# Excerpted passage
────────────────────

Narco News commentary:
No mention here by Preston that Banamex owner and presumed
drug-trafficker Roberto Hernández Ramírez is a part owner and
director of Televisa.
Nor that Presidential
candidate Cuauhtémoc Cárdenas has called Hernández
a
financial front
for ex-president Salinas. Nor that the Banamex owner appeared on a
campaign swing
with the ruling-party candidate for president. Nor that, the
day before Preston's story -- better said, "job application"
for a new career in television -- a document was circulated in
the Mexican congress that revealed that the Banamex owner, a
long time funder of the ruling PRI, is hedging his bets and is
also a financial backer of the PAN candidate Vicente Fox to whom
Dillon -- coincidentally? -- has given such one-sided favorable
coverage.
But of course,
we have established here with facts and evidence that Dillon
covered up for the Banamex owner and that this cost him his powerful
position as an "untouchable" -- the Village
Voice
said that -- in Mexico.
See all those
blue links? There I go again, citing related stories and also
other news sources. That's because we want our readers to have
access to all the information available on these topics, so that
you can conduct your own research and arrive at your own conclusions.
Back to the
Preston text of June 6th:
In 1997 Emilio
Azcárraga Jean, the young scion of the family that controls
Televisa, took over the $9 billion conglomerate at his father's
death. By that time its rival TV Azteca was four years old and
had dug a hole in its audience.
To stay ahead
of the upstart, Mr. Azcárraga believed he had to cater
to viewers, not authorities. He decided that rekindling Mexicans'
waning faith in Televisa's news programs was the way to do it.
"We have
been recreating our credibility," Mr. Azcárraga,
32, said in an interview in which he was anxious to show that
Televisa is ready to handle a modern media-dominated presidential
contest. "Whatever arrogance existed here before is finished.
It is clear to me that improving the image of our news shows
helps to bring up our ratings across the board."
The ratings
war surprisingly made the news less lively. Viewers were so weary
of years of tendentious political news that they wanted balanced
reporting even if it was dull. Both Televisa and TV Azteca have
adopted a discipline of giving the three leading candidates the
same amount of time, no matter how humdrum their activities that
day.
Narco News Commentary:
Preston's report is inaccurate and deceiving, without basis in
fact.
Worse, the facts
distorted by Preston are already available on the internet
and in other published reports.
According to
the Federal Electoral Institute, or IFE, of the time devoted
to each Mexican political party on the airwaves, during the last
monitored period -- April 9th to May 6th -- broadcasters dedicated
40.48 percent of all airtime to the ruling PRI, 25.38 percent
to Fox's PAN coalition, 17.80 percent to Cárdenas' coalition
led by the PRD -- the Democratic Revolution Party that is cast
aside by the New York Times and the TV stations alike
-- and less than 6 percent apiece for the three minor parties:
Social Democracy (PDS), Center-Democratic (PCD) and Authentic
Revolutionary Party of Mexico (PARM).

────────────────────

# Listed entries
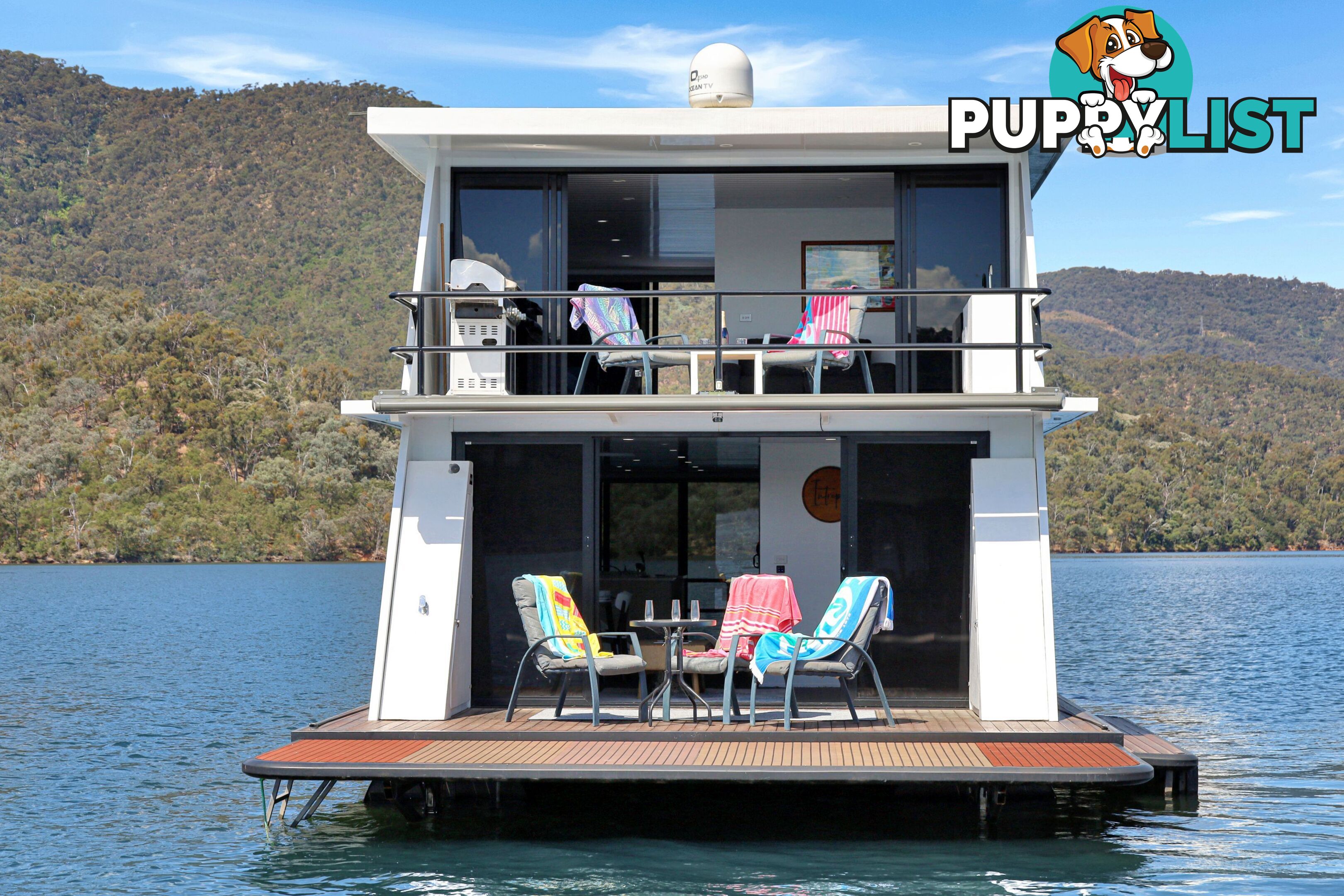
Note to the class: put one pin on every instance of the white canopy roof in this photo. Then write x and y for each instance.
(674, 137)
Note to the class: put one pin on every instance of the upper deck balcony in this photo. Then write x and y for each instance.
(720, 226)
(489, 348)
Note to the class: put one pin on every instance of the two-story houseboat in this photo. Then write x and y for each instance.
(663, 481)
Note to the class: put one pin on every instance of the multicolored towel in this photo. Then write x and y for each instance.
(757, 605)
(560, 616)
(824, 314)
(840, 621)
(604, 315)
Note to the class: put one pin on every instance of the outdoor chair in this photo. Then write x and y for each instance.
(611, 321)
(845, 665)
(822, 323)
(743, 617)
(553, 665)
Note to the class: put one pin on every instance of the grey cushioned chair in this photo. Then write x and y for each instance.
(552, 665)
(813, 362)
(845, 665)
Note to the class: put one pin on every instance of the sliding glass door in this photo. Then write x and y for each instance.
(516, 224)
(533, 511)
(908, 515)
(955, 236)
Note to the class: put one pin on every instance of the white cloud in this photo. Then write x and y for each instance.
(1017, 50)
(1238, 217)
(230, 61)
(784, 72)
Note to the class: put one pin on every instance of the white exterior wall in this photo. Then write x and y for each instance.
(1013, 648)
(422, 659)
(808, 548)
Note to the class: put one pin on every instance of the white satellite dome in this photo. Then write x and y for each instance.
(721, 78)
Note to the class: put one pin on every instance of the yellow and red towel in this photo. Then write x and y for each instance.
(561, 616)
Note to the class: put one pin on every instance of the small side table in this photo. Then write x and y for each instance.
(674, 632)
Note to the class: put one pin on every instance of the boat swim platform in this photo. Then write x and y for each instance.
(928, 746)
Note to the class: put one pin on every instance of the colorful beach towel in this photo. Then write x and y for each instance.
(757, 605)
(560, 616)
(824, 314)
(605, 312)
(840, 621)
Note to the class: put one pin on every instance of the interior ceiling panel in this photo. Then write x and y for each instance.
(642, 225)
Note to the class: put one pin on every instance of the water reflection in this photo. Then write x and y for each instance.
(132, 694)
(659, 840)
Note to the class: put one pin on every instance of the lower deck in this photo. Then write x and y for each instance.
(925, 746)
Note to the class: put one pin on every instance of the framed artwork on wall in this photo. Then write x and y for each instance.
(859, 264)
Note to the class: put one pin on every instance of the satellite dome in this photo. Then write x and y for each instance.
(721, 78)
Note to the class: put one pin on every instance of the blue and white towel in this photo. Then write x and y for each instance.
(840, 621)
(604, 315)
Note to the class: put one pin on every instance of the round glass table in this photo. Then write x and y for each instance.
(674, 633)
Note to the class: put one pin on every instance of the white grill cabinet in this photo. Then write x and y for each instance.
(480, 321)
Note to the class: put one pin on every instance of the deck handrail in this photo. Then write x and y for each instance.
(413, 354)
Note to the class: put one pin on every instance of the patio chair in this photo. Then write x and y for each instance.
(611, 321)
(822, 323)
(835, 661)
(550, 664)
(748, 616)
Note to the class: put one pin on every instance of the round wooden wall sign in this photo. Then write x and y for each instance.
(822, 494)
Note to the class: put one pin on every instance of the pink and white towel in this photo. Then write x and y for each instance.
(824, 314)
(757, 605)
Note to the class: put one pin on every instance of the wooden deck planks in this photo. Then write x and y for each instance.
(1056, 755)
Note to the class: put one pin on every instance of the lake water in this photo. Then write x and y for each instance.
(132, 694)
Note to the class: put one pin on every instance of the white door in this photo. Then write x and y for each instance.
(426, 659)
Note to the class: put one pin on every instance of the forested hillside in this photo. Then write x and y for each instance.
(267, 206)
(129, 432)
(194, 280)
(1232, 316)
(1194, 453)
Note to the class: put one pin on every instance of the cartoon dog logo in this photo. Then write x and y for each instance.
(1119, 51)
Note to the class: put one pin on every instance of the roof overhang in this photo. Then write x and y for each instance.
(1047, 401)
(420, 137)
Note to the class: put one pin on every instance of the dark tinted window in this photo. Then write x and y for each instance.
(914, 528)
(527, 519)
(957, 237)
(506, 227)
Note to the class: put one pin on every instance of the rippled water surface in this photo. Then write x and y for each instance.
(132, 694)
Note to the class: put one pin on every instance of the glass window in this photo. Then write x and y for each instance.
(681, 518)
(537, 530)
(506, 227)
(914, 528)
(957, 241)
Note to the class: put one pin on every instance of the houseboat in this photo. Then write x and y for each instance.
(718, 436)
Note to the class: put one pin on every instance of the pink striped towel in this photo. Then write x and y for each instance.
(824, 314)
(757, 604)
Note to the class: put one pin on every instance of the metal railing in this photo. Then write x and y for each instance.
(416, 354)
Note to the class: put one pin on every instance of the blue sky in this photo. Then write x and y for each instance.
(1272, 214)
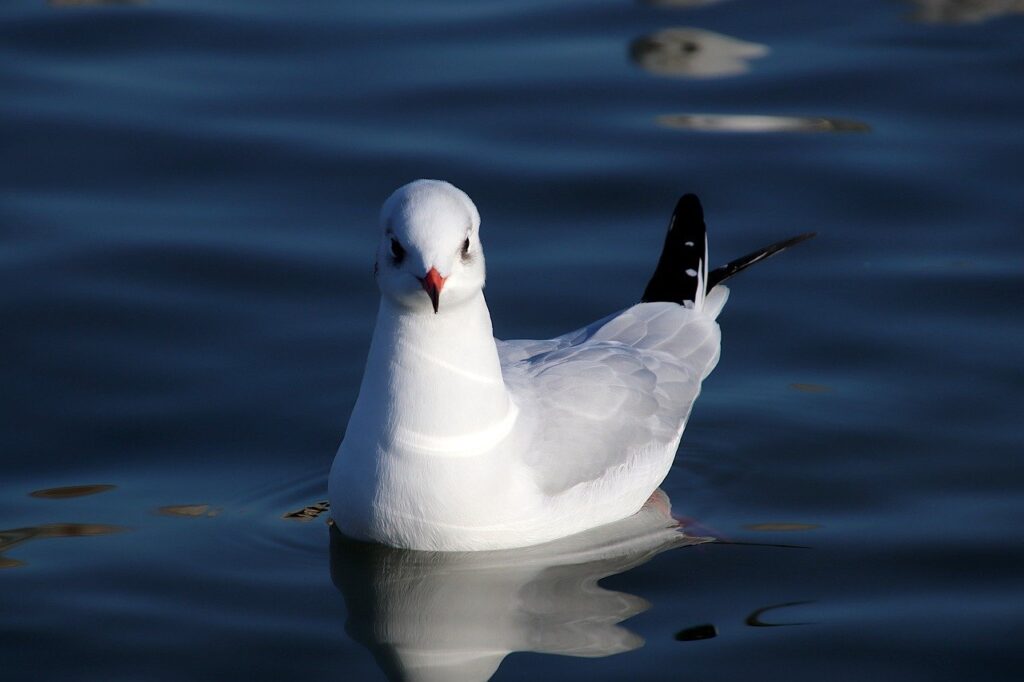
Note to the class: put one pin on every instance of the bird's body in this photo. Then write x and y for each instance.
(459, 441)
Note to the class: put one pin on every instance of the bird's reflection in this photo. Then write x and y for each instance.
(964, 11)
(685, 52)
(443, 615)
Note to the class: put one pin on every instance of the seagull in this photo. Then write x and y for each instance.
(460, 441)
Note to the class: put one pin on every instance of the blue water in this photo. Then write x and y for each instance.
(187, 202)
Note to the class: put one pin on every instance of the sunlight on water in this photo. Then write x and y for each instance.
(744, 123)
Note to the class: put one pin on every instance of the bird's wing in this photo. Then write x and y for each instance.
(608, 393)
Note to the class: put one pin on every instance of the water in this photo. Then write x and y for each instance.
(188, 201)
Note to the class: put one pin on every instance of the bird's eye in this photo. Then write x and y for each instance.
(396, 251)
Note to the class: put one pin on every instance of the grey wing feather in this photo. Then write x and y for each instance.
(609, 391)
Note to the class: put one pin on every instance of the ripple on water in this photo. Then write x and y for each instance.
(752, 123)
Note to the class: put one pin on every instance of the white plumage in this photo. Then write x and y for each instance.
(459, 441)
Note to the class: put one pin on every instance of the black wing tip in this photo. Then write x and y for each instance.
(687, 207)
(720, 274)
(683, 253)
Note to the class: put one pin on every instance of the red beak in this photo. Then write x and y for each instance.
(432, 283)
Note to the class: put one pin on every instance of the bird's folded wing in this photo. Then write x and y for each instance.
(605, 396)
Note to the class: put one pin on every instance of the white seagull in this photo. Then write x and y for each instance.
(460, 441)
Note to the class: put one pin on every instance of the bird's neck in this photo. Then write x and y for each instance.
(434, 381)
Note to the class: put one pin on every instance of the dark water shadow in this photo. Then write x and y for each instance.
(14, 537)
(455, 615)
(67, 492)
(963, 11)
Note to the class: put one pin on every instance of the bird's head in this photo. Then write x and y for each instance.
(429, 258)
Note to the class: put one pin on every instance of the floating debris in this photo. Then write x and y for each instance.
(71, 492)
(747, 123)
(308, 513)
(688, 52)
(188, 510)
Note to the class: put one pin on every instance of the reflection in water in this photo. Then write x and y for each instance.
(188, 510)
(15, 537)
(694, 53)
(758, 124)
(681, 3)
(696, 633)
(87, 3)
(451, 615)
(71, 492)
(964, 11)
(754, 620)
(309, 512)
(810, 388)
(781, 527)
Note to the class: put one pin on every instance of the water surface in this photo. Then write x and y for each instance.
(187, 201)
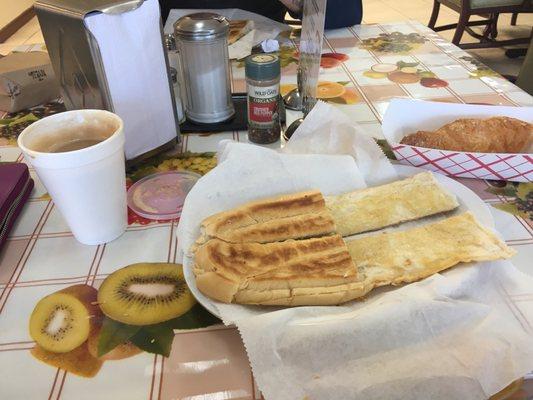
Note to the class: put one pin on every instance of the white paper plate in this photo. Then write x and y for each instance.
(468, 201)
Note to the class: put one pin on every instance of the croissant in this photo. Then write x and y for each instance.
(492, 135)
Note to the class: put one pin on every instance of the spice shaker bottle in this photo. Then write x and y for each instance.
(177, 86)
(262, 81)
(202, 42)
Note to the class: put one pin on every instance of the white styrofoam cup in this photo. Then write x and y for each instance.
(88, 186)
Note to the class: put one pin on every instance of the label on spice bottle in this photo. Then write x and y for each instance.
(263, 105)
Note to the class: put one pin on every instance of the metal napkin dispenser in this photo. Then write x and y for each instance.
(110, 55)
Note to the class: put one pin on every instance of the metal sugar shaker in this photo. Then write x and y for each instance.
(202, 42)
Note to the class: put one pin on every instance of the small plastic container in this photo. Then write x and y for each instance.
(161, 196)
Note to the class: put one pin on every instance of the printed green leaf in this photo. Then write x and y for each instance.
(511, 208)
(114, 333)
(155, 339)
(386, 149)
(401, 64)
(523, 190)
(196, 317)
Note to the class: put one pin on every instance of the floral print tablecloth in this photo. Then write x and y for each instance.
(362, 68)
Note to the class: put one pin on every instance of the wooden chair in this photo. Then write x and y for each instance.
(490, 10)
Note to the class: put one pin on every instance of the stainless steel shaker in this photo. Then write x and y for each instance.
(202, 41)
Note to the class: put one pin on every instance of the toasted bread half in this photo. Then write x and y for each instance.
(294, 272)
(407, 256)
(294, 216)
(326, 271)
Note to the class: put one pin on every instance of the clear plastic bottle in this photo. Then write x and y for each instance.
(262, 81)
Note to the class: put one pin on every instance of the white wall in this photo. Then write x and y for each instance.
(11, 9)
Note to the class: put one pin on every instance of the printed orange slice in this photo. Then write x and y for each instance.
(329, 90)
(384, 68)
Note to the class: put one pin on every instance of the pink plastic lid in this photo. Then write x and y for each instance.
(161, 195)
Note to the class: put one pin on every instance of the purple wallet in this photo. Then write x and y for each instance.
(15, 188)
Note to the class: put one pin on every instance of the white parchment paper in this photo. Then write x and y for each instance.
(464, 334)
(264, 28)
(328, 130)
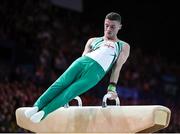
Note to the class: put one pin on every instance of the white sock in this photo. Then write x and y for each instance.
(29, 112)
(36, 118)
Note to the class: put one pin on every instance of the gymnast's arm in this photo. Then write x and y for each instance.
(117, 67)
(87, 48)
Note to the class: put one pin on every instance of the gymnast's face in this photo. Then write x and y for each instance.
(111, 28)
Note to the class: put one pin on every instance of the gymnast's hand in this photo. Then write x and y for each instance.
(113, 95)
(112, 91)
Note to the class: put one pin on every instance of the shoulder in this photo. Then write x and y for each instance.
(125, 45)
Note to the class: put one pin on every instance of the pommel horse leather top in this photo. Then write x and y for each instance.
(98, 119)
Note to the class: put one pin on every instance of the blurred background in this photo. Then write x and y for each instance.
(39, 39)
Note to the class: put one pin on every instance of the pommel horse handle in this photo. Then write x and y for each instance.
(76, 98)
(107, 96)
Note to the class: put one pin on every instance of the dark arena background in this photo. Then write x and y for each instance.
(39, 39)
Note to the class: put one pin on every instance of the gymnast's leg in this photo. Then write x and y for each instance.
(88, 79)
(65, 80)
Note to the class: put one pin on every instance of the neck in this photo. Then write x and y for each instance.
(112, 39)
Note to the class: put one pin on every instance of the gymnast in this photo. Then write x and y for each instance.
(99, 56)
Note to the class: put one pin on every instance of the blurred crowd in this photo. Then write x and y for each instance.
(38, 41)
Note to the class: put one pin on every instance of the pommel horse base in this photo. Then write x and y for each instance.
(98, 119)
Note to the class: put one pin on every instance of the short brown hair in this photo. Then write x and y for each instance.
(113, 16)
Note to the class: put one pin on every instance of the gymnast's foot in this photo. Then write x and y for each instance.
(29, 112)
(36, 118)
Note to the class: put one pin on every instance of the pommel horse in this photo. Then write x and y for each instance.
(99, 119)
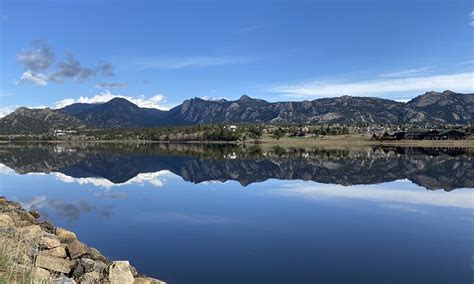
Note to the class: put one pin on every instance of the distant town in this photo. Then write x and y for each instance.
(241, 133)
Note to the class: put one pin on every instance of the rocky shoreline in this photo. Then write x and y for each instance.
(35, 251)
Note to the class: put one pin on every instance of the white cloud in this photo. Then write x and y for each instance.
(36, 58)
(185, 62)
(105, 96)
(460, 198)
(406, 73)
(461, 82)
(104, 85)
(245, 29)
(156, 179)
(32, 77)
(6, 110)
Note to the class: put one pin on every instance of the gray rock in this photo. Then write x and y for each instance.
(88, 264)
(96, 255)
(76, 249)
(59, 252)
(119, 273)
(35, 214)
(100, 267)
(65, 236)
(40, 273)
(6, 221)
(54, 263)
(63, 280)
(90, 278)
(31, 232)
(147, 280)
(48, 241)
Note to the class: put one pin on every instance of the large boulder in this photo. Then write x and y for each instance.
(6, 221)
(147, 280)
(59, 252)
(55, 264)
(65, 236)
(90, 278)
(48, 241)
(119, 273)
(76, 249)
(31, 232)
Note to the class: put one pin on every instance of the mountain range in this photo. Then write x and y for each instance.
(430, 108)
(430, 168)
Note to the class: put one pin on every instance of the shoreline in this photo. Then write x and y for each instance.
(35, 251)
(332, 141)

────────────────────

# Complete the following
1. Identify each line in the entries that contains the string "background", matching case exactly, and copy those lines out.
2. Continue the commentary on Televisa's news coverage from the point where it stops.

# Answers to each task
1.
Note to the class: put one pin on every instance of the blurred background in this photo. Then write x and y for each instance.
Note to the class: put one pin on every instance of the dark arena background in this photo. Then write x and y for each instance.

2.
Preston also
ignored the recent report by the Washington Office on Latin America
that denounced "the unfair political prejudice in the news
coverage" of the Mexican broadcasters. "Studies have
demonstrated that the dominant television chains favor the governing
party," said the WOLA report.
To read the
full WOLA report:
Continuing with
Preston's text:
"My concern
is to get the imbalance down to zero," Mr. Azcárraga
said.
It seems to have worked. In a report early this month the Federal
Elections Institute, a government agency that operates with autonomy,
and which scrutinizes the campaign coverage in the broadcast
media second by second, reported that Televisa was fair in covering
the race.
In fact, Televisa
devoted almost exactly the same amounts of coverage to the three
leaders in the race: Francisco Labastida Ochoa of the PRI, Vicente
Fox Quesada of the National Action Party and Cuauhtémoc
Cárdenas Solórzano of the Party of the Democratic
Revolution.
The network
insurgent, TV Azteca, is quicker to let its political passions
show if it makes for catchy news. The network has engaged in
a nasty feud with the authorities in Mexico City because of the
district attorney's investigation of the slaying of Francisco
Stanley, a TV Azteca comedian who the police say was tangled
in the cocaine trade.
The capital
is governed by Mr. Cárdenas' party, and officials in his
campaign said that TV Azteca frequently vents its ire against
their candidate.
"Cuauhtémoc
is a permanent target of their attacks," said Imanol Ordorika,
the campaign spokesman for Mr. Cárdenas, who is running
a distant third in the race.
Meanwhile Mr.
Cárdenas, who was either ignored or insulted by Televisa
when he ran for president in 1988 and 1994, has had an improbable
reconciliation with that network, especially the top news anchorman,
Joaquín López Dóriga.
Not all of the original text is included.